- **Directions for this task**
Transcribe all of the records word for word, but omit the pictures.

(Saved data entries)
======
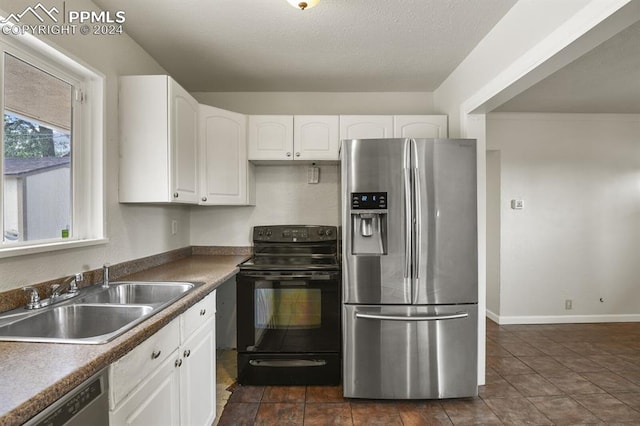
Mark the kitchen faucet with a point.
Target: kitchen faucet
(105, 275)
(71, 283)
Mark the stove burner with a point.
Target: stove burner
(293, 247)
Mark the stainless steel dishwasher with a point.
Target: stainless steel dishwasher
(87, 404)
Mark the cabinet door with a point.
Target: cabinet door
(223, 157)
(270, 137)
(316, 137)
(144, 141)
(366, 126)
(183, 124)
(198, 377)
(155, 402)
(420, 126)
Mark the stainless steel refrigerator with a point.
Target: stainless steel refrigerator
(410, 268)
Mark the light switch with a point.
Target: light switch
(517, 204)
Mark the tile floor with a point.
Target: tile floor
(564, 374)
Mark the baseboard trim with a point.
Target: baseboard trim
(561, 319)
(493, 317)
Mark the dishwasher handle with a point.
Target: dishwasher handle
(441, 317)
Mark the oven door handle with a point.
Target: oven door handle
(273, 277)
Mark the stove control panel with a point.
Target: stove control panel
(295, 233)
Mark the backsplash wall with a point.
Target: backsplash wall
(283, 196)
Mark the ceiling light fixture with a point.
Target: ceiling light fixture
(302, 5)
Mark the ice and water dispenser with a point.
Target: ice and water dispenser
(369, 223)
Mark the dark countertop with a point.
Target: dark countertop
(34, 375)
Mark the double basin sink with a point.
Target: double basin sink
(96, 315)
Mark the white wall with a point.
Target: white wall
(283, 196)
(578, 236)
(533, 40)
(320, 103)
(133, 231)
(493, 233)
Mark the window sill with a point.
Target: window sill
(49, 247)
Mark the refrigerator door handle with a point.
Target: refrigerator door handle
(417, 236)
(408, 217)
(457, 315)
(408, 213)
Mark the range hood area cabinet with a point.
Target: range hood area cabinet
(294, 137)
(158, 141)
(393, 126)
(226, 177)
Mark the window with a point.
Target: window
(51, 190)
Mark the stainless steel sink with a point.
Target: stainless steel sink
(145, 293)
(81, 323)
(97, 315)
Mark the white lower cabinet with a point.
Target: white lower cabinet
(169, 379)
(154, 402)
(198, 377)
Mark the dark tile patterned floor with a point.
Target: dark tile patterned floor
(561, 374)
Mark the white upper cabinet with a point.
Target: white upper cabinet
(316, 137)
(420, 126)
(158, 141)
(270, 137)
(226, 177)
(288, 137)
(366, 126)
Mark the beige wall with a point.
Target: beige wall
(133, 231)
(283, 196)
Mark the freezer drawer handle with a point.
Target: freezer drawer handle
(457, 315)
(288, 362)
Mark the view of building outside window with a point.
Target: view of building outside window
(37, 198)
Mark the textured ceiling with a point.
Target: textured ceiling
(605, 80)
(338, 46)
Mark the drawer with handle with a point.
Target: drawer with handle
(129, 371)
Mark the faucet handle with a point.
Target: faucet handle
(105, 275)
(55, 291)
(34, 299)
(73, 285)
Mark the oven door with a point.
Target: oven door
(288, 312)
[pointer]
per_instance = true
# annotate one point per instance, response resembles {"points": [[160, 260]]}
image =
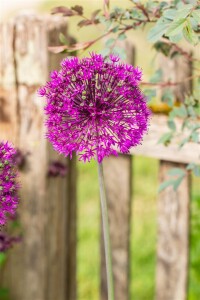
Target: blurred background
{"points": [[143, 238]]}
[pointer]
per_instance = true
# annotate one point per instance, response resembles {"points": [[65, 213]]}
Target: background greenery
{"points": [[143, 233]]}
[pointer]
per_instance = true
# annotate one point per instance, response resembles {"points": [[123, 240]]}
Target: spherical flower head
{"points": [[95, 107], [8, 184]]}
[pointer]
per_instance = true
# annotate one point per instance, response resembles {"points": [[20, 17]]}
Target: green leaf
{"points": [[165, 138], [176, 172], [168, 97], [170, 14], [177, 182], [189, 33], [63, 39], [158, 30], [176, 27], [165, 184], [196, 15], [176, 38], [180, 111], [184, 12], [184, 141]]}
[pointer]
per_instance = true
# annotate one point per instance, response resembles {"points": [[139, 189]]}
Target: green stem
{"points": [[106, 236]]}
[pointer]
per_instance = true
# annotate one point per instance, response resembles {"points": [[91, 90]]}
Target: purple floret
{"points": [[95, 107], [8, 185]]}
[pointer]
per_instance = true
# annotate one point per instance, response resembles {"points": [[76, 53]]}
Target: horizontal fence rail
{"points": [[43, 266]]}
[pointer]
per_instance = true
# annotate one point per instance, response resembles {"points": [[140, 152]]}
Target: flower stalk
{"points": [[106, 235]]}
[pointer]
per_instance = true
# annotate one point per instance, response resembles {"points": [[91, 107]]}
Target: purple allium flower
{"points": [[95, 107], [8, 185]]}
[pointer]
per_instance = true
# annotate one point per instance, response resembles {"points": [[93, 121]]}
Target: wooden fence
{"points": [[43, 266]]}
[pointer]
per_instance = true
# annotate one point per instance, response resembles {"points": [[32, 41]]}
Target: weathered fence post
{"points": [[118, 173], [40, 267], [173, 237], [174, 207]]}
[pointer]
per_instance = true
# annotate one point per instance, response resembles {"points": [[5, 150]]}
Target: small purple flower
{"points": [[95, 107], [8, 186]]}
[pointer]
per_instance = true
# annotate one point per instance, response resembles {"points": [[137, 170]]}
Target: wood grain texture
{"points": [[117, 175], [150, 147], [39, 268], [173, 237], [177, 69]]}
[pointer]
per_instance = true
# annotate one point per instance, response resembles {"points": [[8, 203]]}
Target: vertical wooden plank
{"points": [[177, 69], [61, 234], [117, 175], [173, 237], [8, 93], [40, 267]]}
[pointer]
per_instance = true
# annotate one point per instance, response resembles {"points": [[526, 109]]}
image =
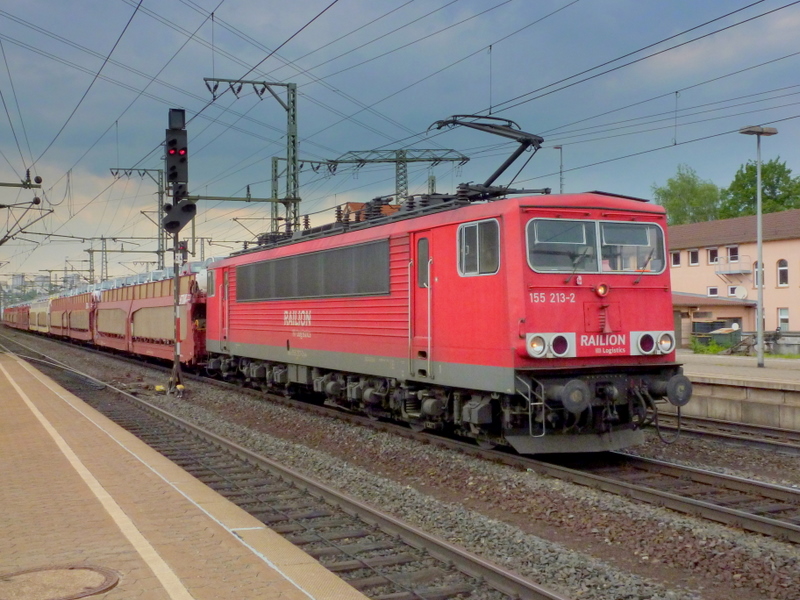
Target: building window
======
- **Correct result**
Mark the kitchen faucet with a point.
Target: kitchen faucet
(105, 275)
(71, 283)
Mark the stove burner with a point.
Target: stove burner
(293, 247)
Mark the stainless steel dishwasher with a point.
Target: stainless steel dishwasher
(87, 404)
Mark the cabinet door with a point.
Target: cabinet door
(223, 157)
(270, 137)
(316, 137)
(144, 141)
(366, 126)
(183, 124)
(198, 377)
(155, 402)
(420, 126)
Mark the stainless steel refrigerator with a point.
Target: stainless steel refrigerator
(410, 268)
Mark the light switch with a point.
Target: light switch
(517, 204)
Mark the tile floor with a point.
Target: tile floor
(564, 374)
Mark the baseboard trim with a point.
Target: baseboard trim
(561, 319)
(493, 317)
Mark the dishwasher handle with a point.
Target: dishwasher handle
(441, 317)
Mark the oven door handle with a point.
Target: oven door handle
(273, 277)
Mark the stove control panel with a point.
Target: stove control panel
(295, 233)
Mark the backsplash wall with a point.
Target: backsplash wall
(283, 196)
Mark the ceiling light fixture with a point.
Target: ceiling light fixture
(302, 5)
Mark the ice and water dispenser with a point.
Target: ice and water dispenser
(369, 223)
Mark the dark countertop with a point.
Target: dark countertop
(34, 375)
Mark the double basin sink with a point.
Target: double basin sink
(96, 315)
Mark the white wall with a point.
Target: white wall
(283, 196)
(578, 236)
(533, 40)
(320, 103)
(133, 231)
(493, 233)
Mark the window sill with a point.
Target: window sill
(49, 247)
Mark the refrigerator door handle with a point.
Target: refrigerator door handle
(417, 236)
(408, 217)
(457, 315)
(408, 213)
Mark the range hood area cabinet with a point.
Target: range hood area cabinet
(294, 137)
(158, 141)
(393, 126)
(226, 177)
Mark the window with a point.
Target: window
(51, 190)
Mark the stainless steel sink with a point.
Target: stainless steel sink
(145, 293)
(81, 323)
(97, 315)
Mark the white lower cabinet with a point.
Target: white lower cabinet
(169, 379)
(154, 402)
(198, 377)
Mark the dark tile patterned floor with a point.
Target: dark tile patterned floor
(561, 374)
Mark the white upper cabinet with a point.
Target: white upper cabinet
(316, 137)
(420, 126)
(158, 141)
(270, 137)
(226, 177)
(288, 137)
(366, 126)
Mark the beige wall with a point.
Target: beige wall
(133, 231)
(283, 196)
Mark the freezer drawer handle with a point.
Target: freezer drawer handle
(457, 315)
(288, 362)
Mark the view of building outside window with a point.
Target: view of building outside window
(37, 198)
Mark the textured ceiling with a point.
Target: textured ceiling
(605, 80)
(338, 46)
Mark the drawer with handle with a point.
Target: drawer with handle
(129, 371)
Mark the faucet handle with a point.
Target: faucet handle
(105, 275)
(55, 291)
(34, 299)
(73, 285)
Mark the oven door with a point.
Target: oven door
(288, 312)
[pointer]
per_instance = true
# annotate one point per instance, response resembles {"points": [[160, 260]]}
image =
Target: blurred background
{"points": [[143, 238]]}
[pointer]
per_instance = true
# annotate one point per instance, response resembles {"points": [[65, 213]]}
Target: background greenery
{"points": [[143, 233]]}
[pointer]
per_instance = true
# annotate one point per instance, response resembles {"points": [[123, 240]]}
Target: spherical flower head
{"points": [[95, 107], [8, 184]]}
[pointer]
per_instance = true
# annotate one point per instance, response resembles {"points": [[20, 17]]}
Target: green leaf
{"points": [[165, 138], [176, 172], [168, 97], [170, 14], [177, 182], [189, 33], [63, 39], [158, 30], [176, 27], [165, 184], [196, 15], [176, 38], [180, 111], [184, 12], [184, 141]]}
[pointer]
per_instance = true
# annotate one point per instance, response resembles {"points": [[139, 189]]}
Target: green stem
{"points": [[106, 236]]}
[pointer]
per_instance = true
# annotate one point per instance, response resembles {"points": [[91, 90]]}
Target: purple floret
{"points": [[95, 107], [8, 185]]}
[pointer]
per_instance = true
# annotate one point per instance, response resembles {"points": [[76, 53]]}
Target: horizontal fence rail
{"points": [[43, 266]]}
[pointer]
per_instance = true
# annotate one point per instance, response resembles {"points": [[140, 152]]}
Target: flower stalk
{"points": [[106, 235]]}
[pointer]
per_instance = true
# annotate one point per instance, response resembles {"points": [[91, 107]]}
Target: purple allium flower
{"points": [[95, 107], [8, 185]]}
[pointer]
per_instance = true
# annotate one point per instance, response resembles {"points": [[93, 121]]}
Target: wooden fence
{"points": [[43, 266]]}
[pointer]
per_instance = true
# annotate one point per instance, response resembles {"points": [[32, 41]]}
Target: weathered fence post
{"points": [[118, 173], [40, 267], [173, 237], [174, 207]]}
[pointer]
per_instance = true
# annotate one point per instance, response resembles {"points": [[5, 150]]}
Target: small purple flower
{"points": [[95, 107], [8, 186]]}
[pointer]
per_instance = true
# annotate one point per instance, response resembles {"points": [[137, 170]]}
Target: wood grain texture
{"points": [[117, 175], [150, 147], [39, 268], [173, 237], [177, 69]]}
[pointer]
per_instance = true
# annotate one point per instance, response resembles {"points": [[8, 203]]}
Target: vertical wooden plank
{"points": [[177, 69], [61, 234], [117, 175], [173, 237], [8, 93], [40, 267]]}
[pointer]
per_instance = true
# annotate one point per instance, response resembles {"points": [[526, 109]]}
image =
Target: building window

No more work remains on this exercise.